Recorded data
>> begin

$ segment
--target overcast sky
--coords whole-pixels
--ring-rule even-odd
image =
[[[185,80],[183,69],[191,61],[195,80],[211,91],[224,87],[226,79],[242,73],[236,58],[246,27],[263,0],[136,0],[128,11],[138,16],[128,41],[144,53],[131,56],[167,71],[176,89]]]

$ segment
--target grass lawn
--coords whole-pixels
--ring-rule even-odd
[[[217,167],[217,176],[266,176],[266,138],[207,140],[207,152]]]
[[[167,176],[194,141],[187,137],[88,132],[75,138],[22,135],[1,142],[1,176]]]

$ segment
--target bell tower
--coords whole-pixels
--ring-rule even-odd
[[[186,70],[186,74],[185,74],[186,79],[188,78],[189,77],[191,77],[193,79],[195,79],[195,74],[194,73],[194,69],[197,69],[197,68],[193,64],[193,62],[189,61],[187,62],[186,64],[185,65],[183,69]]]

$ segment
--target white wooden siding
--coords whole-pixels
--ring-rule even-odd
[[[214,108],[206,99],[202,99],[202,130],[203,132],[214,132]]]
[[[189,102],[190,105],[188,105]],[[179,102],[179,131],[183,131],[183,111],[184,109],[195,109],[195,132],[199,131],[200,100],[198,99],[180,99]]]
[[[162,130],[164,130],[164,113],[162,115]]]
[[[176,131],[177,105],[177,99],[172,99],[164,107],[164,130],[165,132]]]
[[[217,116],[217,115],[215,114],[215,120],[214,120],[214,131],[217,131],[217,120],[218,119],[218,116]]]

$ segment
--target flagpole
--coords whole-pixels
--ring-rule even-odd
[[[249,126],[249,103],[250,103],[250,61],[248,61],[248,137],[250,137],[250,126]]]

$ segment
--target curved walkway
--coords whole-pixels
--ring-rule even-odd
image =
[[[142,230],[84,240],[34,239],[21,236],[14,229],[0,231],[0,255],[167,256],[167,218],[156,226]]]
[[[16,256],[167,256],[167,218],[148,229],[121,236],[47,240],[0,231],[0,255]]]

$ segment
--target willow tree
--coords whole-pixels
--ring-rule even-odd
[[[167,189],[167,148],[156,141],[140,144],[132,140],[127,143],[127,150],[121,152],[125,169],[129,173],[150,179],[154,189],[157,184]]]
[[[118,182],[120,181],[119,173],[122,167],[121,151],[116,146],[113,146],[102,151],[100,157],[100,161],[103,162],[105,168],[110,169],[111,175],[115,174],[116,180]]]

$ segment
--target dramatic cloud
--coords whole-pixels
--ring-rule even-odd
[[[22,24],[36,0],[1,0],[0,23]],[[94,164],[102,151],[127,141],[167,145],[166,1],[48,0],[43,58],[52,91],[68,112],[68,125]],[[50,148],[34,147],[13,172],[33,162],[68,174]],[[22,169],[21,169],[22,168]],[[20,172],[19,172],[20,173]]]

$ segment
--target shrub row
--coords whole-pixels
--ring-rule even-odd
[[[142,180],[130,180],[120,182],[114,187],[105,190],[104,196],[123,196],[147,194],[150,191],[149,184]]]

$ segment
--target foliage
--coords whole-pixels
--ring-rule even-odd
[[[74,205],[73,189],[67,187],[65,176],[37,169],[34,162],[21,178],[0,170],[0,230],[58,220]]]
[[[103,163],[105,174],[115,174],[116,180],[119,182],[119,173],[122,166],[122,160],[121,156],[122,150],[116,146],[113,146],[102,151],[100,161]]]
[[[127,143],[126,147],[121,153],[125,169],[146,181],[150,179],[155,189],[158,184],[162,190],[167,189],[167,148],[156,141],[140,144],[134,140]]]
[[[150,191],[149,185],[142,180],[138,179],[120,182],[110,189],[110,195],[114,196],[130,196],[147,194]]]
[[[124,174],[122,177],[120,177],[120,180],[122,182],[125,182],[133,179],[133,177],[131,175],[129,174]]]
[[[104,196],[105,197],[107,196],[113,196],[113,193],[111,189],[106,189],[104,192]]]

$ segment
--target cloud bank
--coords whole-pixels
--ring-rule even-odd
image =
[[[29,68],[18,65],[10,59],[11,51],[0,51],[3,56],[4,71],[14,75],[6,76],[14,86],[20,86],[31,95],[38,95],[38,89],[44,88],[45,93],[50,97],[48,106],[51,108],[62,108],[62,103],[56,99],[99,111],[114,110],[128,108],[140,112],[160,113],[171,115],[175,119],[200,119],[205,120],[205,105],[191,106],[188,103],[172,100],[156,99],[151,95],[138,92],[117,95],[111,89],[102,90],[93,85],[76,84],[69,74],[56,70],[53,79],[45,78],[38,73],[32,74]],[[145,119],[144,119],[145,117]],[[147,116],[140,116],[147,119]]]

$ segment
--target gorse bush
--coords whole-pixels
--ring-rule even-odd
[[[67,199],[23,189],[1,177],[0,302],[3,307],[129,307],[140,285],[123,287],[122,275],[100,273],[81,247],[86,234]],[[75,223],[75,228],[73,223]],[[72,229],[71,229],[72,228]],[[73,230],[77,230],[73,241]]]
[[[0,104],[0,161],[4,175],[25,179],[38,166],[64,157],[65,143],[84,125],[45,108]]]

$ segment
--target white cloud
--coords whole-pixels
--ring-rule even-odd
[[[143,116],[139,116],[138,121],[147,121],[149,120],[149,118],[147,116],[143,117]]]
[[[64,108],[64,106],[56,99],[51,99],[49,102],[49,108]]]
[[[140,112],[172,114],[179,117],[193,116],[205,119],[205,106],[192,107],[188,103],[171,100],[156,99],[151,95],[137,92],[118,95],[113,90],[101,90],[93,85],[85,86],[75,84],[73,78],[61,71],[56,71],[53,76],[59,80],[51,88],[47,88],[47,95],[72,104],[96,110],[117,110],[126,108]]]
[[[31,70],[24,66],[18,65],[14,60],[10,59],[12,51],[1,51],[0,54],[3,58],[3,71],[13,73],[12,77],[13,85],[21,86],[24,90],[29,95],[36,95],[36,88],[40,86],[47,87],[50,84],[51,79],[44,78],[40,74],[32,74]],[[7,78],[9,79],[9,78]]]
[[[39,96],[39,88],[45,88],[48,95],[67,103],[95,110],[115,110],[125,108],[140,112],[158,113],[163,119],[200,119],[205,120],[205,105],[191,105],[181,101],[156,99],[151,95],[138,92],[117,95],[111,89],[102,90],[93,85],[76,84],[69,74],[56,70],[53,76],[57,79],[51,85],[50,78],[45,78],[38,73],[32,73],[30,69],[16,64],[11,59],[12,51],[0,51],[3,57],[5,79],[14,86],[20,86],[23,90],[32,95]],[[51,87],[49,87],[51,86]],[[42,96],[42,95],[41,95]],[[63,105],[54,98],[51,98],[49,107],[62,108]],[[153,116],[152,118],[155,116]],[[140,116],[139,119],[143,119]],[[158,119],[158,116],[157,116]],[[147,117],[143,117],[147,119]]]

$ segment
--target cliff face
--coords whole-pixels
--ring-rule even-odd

>> end
>> begin

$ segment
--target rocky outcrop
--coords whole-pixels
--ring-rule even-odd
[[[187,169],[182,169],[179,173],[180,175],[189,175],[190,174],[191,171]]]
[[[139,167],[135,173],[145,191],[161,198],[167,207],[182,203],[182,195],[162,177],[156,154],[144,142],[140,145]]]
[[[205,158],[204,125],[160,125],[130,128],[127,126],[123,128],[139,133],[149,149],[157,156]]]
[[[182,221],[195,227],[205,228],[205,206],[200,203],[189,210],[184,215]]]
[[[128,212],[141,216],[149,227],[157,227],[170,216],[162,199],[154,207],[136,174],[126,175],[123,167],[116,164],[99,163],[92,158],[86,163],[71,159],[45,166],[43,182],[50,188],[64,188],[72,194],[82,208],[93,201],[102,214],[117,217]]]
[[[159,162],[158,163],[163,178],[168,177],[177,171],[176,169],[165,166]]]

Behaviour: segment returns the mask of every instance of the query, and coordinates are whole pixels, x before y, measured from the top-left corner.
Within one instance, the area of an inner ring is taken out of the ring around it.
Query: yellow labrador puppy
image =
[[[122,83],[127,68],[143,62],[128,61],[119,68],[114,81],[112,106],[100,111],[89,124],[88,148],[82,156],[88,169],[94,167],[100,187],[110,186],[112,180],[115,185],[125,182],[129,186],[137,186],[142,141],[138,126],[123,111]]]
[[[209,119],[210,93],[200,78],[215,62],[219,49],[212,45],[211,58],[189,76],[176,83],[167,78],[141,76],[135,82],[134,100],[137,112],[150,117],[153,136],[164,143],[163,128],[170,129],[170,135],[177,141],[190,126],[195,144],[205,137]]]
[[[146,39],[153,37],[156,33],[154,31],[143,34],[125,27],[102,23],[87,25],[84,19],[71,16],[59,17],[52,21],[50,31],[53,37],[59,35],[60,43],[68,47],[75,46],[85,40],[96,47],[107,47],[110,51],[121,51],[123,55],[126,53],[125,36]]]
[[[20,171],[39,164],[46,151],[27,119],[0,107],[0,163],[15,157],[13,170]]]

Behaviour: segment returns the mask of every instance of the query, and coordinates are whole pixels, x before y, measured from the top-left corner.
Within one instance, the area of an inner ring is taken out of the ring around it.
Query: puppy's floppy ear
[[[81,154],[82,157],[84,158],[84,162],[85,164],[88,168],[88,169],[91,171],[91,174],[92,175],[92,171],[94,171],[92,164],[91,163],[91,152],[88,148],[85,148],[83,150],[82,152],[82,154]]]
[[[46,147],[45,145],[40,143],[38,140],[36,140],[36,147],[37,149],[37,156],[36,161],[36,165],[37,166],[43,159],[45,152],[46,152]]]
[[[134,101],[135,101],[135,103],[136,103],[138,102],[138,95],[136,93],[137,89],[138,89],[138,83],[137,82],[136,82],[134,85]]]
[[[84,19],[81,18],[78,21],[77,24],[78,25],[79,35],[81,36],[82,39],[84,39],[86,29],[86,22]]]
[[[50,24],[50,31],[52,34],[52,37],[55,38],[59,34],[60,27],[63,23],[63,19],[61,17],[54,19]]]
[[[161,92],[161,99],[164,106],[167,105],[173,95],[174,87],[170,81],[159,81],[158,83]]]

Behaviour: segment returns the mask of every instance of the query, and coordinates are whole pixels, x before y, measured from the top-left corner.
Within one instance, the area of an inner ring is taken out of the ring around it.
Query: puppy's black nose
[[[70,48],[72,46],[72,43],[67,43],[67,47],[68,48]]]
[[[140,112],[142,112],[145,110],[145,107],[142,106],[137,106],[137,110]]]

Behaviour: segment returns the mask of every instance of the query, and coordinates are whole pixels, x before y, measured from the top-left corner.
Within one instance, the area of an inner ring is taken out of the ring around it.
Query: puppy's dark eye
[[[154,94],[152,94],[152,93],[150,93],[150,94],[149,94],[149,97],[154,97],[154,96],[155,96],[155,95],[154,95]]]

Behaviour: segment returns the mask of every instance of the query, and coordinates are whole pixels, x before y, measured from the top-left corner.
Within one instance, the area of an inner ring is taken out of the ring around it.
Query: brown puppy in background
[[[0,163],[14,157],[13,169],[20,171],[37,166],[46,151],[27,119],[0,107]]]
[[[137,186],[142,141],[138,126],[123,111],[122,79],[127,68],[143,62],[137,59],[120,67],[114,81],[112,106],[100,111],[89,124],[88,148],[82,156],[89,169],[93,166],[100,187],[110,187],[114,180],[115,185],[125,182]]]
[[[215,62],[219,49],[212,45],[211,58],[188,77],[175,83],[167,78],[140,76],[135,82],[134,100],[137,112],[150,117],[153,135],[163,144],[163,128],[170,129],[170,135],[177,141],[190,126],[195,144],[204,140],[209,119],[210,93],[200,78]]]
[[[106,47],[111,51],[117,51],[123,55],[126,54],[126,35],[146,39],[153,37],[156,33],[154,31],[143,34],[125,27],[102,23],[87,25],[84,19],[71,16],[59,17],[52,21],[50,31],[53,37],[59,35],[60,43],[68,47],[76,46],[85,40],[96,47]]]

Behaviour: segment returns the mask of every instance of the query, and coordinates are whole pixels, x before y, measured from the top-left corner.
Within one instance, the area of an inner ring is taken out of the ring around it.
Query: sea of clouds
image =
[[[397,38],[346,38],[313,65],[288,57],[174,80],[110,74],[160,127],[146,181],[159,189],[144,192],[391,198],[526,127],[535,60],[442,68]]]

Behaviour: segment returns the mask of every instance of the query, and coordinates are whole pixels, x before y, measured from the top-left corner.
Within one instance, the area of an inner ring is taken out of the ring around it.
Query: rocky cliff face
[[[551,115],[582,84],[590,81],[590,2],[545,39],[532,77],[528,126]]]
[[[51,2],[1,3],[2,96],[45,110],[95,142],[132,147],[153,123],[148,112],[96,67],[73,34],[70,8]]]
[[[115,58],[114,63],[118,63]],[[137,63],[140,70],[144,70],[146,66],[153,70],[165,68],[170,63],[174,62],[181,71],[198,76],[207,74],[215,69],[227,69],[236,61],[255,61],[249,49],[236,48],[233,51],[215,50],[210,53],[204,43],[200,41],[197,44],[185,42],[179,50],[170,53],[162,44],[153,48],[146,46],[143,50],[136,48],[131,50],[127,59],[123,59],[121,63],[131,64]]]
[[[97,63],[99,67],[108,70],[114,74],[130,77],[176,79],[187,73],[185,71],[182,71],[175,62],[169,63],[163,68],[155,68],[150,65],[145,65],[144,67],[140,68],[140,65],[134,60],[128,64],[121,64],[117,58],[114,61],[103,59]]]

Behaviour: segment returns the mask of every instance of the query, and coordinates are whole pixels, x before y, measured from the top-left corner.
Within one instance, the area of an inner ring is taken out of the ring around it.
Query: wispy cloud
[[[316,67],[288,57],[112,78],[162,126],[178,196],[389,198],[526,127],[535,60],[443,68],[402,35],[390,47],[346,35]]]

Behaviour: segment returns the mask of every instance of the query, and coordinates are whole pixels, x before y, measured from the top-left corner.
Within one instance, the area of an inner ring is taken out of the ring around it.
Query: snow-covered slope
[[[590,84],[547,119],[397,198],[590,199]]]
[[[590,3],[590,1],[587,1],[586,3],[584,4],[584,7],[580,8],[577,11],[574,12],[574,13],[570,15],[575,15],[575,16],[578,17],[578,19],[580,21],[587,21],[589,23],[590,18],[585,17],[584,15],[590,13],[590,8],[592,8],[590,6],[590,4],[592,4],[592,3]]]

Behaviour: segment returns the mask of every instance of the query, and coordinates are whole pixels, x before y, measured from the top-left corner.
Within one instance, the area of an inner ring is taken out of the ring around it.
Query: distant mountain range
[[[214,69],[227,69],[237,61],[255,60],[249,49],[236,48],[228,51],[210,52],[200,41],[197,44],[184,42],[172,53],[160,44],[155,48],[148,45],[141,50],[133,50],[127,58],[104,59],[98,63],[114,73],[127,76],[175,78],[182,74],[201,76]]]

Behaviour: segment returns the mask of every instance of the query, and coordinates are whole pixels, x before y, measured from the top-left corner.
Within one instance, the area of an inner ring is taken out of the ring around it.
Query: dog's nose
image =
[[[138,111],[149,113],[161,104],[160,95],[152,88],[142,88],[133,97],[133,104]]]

>> end

EXERCISE REQUIREMENTS
Gather every line of the data above that contains the string "cliff". Case matters.

ANSWER TO THE TASK
--target cliff face
Query: rocky cliff face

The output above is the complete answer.